WHAT THIS EXERCISE ASKS:
- a) Translate this sentence from the Loire wine piece into French: "These guys have been making wine for years and achieve not only great quality but also great consistency."
- b) Quote the Loire wine piece word for word, starting at "New in. . ." and ending at "course, but rare).".

*** Opening of QUOTED PASSAGE ***

New in. . . .the Loire
One of the joys of focusing on one region is getting to know the stars and keeping tabs on how their domaines develop, and of course returning year after year to taste and report on the latest vintages. It will probably come as no surprise to many that I enjoy getting back to the Loire to taste with Pierre Luneau-Papin, Claude Papin, Philippe Foreau, Jean-Marie Bourgeois and their peers. These guys have been making wine for years and achieve not only great quality but also great consistency. It is rare that a bottle will let you down (not impossible of course, but rare).
Of course, making a new discovery is also a joy; the problem is, it’s not as easy as revisiting the standard-bearers, as it often relies on a degree of serendipity. Nevertheless I have always relished writing about a domaine that is new to me, where I have tasted for the first time. I recall, about five years ago, feeling at a loose end; I noted a slightly bored-looking vigneron sitting at an empty stand in the Saumur-Champigny corner of the Salon des Vins de Loire, and so I wandered up to see what he had on offer. I had just met Antoine Sanzay for the first time, now undoubtedly one of the top names in that appellation. It was a real pleasure to visit him at his domaine a few weeks ago, to see how things have come on (are still coming on) five years later.

*** Close of QUOTED PASSAGE ***
*** Opening of COLLECTED DATA ***

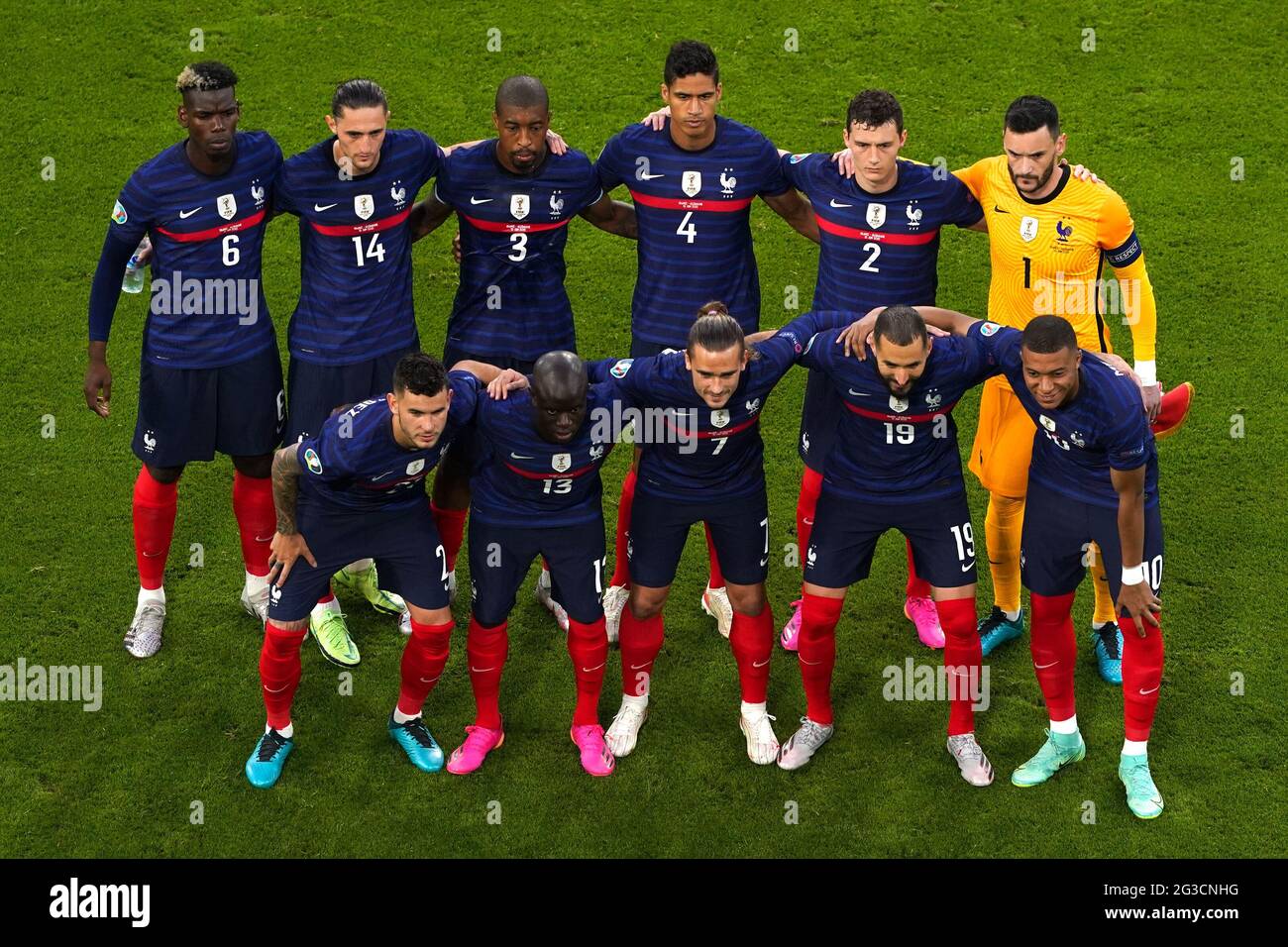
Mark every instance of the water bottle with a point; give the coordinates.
(133, 281)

*** Close of COLLECTED DATA ***

RESULTS OF THE TASKS:
- a) Ces gars font du vin depuis des années et atteignent non seulement une grande qualité, mais aussi une grande régularité.

- b)
New in. . . .the Loire
One of the joys of focusing on one region is getting to know the stars and keeping tabs on how their domaines develop, and of course returning year after year to taste and report on the latest vintages. It will probably come as no surprise to many that I enjoy getting back to the Loire to taste with Pierre Luneau-Papin, Claude Papin, Philippe Foreau, Jean-Marie Bourgeois and their peers. These guys have been making wine for years and achieve not only great quality but also great consistency. It is rare that a bottle will let you down (not impossible of course, but rare).